Exercise directions:
Pictures are not part of the answer. Return the lines from the one containing "In the photo above, where can the short" through the end of the data, both included, exactly as they appear.

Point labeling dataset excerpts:
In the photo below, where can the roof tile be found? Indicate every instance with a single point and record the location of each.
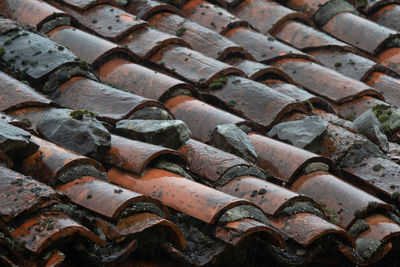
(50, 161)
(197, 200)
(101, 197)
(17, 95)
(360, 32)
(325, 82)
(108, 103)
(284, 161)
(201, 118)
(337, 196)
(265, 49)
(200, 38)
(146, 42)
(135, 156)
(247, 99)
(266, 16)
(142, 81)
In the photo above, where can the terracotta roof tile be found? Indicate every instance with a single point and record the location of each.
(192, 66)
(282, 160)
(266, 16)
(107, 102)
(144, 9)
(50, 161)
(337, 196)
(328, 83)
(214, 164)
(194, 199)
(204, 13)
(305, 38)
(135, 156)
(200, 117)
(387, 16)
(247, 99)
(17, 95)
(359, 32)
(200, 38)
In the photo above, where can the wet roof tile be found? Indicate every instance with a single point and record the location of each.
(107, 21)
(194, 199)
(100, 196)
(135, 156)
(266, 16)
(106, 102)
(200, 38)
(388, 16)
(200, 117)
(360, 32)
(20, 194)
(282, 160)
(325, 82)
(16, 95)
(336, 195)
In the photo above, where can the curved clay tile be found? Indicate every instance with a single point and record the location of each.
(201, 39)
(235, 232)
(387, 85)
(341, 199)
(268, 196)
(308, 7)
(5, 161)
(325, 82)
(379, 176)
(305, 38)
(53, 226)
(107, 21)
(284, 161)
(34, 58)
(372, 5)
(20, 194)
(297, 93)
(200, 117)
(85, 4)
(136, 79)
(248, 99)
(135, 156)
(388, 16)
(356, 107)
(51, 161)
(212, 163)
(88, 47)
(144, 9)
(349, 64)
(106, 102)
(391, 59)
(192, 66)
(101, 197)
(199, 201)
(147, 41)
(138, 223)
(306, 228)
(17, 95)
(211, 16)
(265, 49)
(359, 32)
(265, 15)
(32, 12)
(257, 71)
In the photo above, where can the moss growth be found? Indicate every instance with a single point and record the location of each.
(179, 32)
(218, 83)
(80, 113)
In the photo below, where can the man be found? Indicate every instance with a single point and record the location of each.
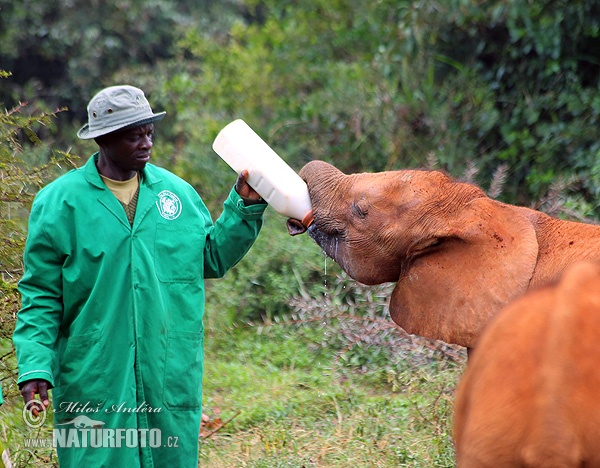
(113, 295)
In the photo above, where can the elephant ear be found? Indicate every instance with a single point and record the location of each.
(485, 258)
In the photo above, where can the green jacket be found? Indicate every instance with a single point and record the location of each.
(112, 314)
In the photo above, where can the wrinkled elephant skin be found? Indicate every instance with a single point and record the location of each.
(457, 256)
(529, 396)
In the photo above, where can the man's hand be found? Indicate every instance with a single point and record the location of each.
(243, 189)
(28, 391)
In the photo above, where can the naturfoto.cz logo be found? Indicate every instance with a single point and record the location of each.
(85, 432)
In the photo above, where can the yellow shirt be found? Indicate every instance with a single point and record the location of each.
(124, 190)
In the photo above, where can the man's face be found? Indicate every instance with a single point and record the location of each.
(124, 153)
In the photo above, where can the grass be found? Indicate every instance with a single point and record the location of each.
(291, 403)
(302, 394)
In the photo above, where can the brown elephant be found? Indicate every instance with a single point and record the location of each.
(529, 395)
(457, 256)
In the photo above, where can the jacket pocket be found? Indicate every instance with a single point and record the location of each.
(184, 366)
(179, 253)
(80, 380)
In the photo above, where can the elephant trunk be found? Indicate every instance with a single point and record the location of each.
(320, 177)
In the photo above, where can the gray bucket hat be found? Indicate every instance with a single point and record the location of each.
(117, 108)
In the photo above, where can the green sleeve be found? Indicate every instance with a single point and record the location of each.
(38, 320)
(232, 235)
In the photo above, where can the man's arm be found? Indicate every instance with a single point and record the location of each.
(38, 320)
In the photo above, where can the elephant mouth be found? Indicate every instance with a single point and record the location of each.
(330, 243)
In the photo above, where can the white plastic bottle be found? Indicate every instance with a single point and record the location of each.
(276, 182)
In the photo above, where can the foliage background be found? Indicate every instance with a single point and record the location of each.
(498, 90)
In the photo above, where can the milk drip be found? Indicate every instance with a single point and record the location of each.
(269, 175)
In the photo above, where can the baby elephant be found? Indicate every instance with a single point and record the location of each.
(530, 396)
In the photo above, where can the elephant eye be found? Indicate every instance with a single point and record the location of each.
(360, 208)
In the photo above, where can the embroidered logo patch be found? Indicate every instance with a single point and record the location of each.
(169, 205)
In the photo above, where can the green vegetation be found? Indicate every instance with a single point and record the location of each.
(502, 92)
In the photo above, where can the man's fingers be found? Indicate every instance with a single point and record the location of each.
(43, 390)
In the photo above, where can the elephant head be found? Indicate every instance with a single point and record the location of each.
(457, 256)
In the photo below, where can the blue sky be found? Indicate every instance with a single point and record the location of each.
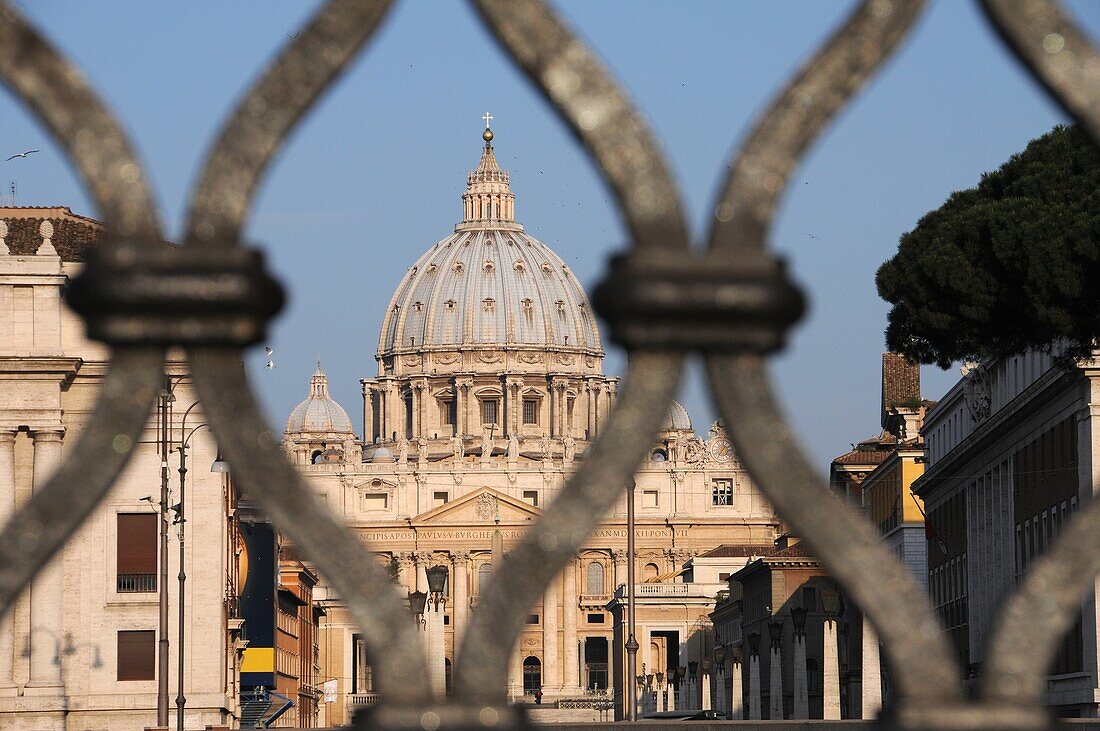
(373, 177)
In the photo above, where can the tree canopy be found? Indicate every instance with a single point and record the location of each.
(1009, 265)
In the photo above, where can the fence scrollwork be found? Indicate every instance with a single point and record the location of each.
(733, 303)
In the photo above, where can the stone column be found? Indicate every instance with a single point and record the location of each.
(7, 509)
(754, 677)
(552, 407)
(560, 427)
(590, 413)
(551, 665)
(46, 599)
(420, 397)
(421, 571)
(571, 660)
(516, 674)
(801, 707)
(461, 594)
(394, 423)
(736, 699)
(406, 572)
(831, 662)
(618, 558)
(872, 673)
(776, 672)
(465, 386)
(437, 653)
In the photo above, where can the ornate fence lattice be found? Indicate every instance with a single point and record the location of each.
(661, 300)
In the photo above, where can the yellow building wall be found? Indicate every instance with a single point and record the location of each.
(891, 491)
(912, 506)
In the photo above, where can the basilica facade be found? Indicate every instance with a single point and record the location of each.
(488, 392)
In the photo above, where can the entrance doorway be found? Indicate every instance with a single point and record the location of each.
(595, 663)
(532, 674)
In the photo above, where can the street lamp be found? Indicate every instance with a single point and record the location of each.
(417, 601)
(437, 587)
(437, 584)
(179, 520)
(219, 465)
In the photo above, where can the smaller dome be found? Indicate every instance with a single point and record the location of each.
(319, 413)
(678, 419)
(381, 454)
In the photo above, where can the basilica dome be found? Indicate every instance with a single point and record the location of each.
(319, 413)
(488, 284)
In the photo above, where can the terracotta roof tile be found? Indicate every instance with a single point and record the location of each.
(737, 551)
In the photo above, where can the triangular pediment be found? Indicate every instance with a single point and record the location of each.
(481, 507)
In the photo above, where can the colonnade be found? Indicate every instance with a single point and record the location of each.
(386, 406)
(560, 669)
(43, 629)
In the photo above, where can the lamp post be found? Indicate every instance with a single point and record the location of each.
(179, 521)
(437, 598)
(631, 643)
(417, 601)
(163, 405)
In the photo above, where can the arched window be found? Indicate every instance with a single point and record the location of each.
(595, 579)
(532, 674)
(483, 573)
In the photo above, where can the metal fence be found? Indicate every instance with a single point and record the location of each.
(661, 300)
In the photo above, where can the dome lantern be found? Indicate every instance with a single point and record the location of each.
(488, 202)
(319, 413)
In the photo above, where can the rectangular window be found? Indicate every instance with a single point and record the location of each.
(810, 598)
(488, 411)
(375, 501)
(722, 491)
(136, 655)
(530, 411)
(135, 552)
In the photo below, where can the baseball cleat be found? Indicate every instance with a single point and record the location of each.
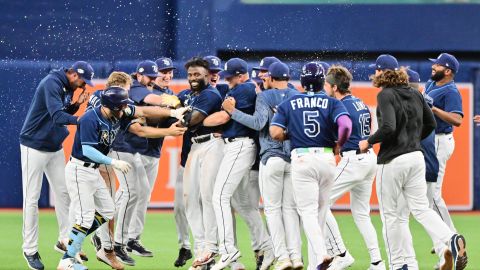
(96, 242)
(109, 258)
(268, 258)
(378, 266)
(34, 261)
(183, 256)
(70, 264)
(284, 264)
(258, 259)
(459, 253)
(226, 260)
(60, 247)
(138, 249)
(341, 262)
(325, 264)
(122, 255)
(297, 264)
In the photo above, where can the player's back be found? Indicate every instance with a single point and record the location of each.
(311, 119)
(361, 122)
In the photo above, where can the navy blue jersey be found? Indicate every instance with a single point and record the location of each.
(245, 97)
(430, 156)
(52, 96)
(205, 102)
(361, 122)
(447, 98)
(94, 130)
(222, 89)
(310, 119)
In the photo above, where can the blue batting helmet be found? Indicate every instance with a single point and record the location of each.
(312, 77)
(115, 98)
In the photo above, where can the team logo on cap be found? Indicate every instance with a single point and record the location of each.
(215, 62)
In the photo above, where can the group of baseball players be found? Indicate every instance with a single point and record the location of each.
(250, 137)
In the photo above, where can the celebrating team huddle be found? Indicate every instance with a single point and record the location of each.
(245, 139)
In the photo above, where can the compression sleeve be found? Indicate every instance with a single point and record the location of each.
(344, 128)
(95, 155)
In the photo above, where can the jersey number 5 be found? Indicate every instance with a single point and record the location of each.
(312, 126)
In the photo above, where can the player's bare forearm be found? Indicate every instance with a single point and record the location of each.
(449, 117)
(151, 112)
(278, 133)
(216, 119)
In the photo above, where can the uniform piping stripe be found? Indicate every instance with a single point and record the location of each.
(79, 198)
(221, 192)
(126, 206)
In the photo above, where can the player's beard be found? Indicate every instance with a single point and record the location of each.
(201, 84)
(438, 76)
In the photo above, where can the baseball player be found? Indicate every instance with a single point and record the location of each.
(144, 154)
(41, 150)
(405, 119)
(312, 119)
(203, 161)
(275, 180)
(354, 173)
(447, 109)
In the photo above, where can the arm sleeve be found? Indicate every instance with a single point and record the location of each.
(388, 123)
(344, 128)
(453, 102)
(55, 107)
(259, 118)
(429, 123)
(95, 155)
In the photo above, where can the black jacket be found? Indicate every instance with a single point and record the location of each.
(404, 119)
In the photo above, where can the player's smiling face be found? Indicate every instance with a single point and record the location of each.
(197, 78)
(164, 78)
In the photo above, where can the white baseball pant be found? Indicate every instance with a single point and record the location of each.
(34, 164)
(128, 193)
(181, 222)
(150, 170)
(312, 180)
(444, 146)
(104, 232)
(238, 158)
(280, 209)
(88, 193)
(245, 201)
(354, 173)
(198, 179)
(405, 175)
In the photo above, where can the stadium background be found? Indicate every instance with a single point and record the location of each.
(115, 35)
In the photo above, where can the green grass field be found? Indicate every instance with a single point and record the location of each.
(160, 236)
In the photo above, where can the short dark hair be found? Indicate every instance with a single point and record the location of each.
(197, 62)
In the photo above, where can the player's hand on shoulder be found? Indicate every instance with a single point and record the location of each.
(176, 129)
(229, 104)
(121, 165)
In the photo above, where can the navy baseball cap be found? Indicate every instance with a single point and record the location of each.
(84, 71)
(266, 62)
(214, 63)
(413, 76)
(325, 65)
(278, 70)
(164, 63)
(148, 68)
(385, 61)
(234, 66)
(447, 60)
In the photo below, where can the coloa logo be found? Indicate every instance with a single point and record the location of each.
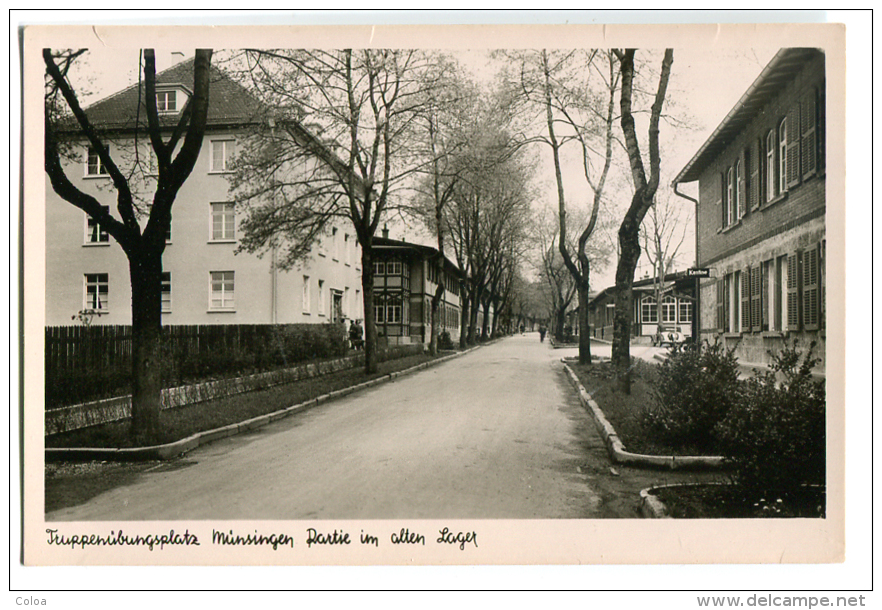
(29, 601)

Task output:
In the photo above, where can the short dark hair be found? Indicate every instance with a single point and record the location of each.
(197, 62)
In the photo above, where can the player's hand on shoulder be found? Indicate every instance with a single point and record the location of each.
(176, 129)
(229, 104)
(121, 165)
In the photo above, where can the navy baseball cap be found? Indicate every instance with a single point and record the location of each.
(84, 71)
(266, 62)
(214, 63)
(413, 76)
(325, 65)
(278, 70)
(164, 63)
(148, 68)
(385, 61)
(234, 66)
(447, 60)
In the photo below, where can the coloa logo be found? Indicate every instance with a single point and record the location of each.
(29, 601)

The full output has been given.